*STATED GOAL*.
Reproduce every one of the rows below character for character, with no changes.

*GIVEN ENTRIES*.
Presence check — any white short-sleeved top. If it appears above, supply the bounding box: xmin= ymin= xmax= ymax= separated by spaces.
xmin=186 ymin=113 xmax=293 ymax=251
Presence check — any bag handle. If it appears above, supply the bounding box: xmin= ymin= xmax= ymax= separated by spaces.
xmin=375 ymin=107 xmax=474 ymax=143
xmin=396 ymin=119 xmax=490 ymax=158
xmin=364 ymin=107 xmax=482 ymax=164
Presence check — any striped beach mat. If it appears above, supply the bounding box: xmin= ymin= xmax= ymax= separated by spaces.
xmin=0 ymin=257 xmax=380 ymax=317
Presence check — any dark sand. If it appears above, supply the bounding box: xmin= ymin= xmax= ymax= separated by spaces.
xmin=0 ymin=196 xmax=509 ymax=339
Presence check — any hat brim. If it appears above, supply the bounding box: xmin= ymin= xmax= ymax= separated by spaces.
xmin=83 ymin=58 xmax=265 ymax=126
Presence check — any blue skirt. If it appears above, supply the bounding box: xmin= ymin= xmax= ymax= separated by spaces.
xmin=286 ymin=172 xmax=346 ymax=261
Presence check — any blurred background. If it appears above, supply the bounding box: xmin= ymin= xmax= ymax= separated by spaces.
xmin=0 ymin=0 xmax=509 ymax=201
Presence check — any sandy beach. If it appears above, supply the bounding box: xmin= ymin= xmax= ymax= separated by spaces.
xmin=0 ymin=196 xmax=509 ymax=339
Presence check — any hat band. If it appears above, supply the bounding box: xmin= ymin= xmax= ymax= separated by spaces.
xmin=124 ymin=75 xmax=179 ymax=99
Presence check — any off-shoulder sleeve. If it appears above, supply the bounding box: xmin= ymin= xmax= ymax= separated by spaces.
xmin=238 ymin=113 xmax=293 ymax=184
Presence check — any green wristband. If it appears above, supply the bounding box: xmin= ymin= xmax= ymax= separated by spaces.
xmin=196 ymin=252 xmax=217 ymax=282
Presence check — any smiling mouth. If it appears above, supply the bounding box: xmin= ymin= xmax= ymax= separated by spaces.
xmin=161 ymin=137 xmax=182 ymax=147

*WORKED SOLUTION*.
Presence check — any white short-sleeved top. If it appears above, supply the bounding box: xmin= ymin= xmax= ymax= separated by spaces.
xmin=186 ymin=113 xmax=293 ymax=251
Presence check — any bag handle. If it appears above, supply the bounding box: xmin= ymin= xmax= ymax= separated by spaces.
xmin=375 ymin=107 xmax=474 ymax=143
xmin=396 ymin=119 xmax=490 ymax=158
xmin=364 ymin=107 xmax=482 ymax=164
Presence check — any striped beach mat. If it appears above, supply the bounding box: xmin= ymin= xmax= ymax= separated by spaces.
xmin=0 ymin=257 xmax=380 ymax=317
Presence check — any dark sand. If it appears above, supply the bounding box: xmin= ymin= xmax= ymax= separated by spaces.
xmin=0 ymin=196 xmax=509 ymax=339
Presence check — any hat brim. If it appears above, supply the bounding box: xmin= ymin= xmax= ymax= separated by spaces.
xmin=83 ymin=58 xmax=265 ymax=126
Presence check — any blue skirt. If it appears above, supply the bounding box: xmin= ymin= xmax= ymax= separated by spaces.
xmin=286 ymin=172 xmax=346 ymax=261
Presence check — any blurred background. If it appears above, supply the bounding box: xmin= ymin= xmax= ymax= separated by spaces.
xmin=0 ymin=0 xmax=509 ymax=201
Presence check — any sandy beach. If it appears above, supply the bounding box: xmin= ymin= xmax= ymax= separated by spaces.
xmin=0 ymin=196 xmax=509 ymax=339
Presence check — any hat band. If it appears above, supply the bounding box: xmin= ymin= xmax= ymax= separated by spaces.
xmin=124 ymin=75 xmax=179 ymax=99
Presence check — any off-shoulder sleeve. If it appears above, supply the bounding box: xmin= ymin= xmax= ymax= separated by spaces.
xmin=238 ymin=113 xmax=293 ymax=184
Presence check — any green wristband. If it appears above, supply the bounding box: xmin= ymin= xmax= ymax= separated by spaces.
xmin=196 ymin=252 xmax=217 ymax=282
Presence check — any smiling mouth. If it appears above, supply the bounding box: xmin= ymin= xmax= ymax= separated by spaces.
xmin=161 ymin=137 xmax=182 ymax=147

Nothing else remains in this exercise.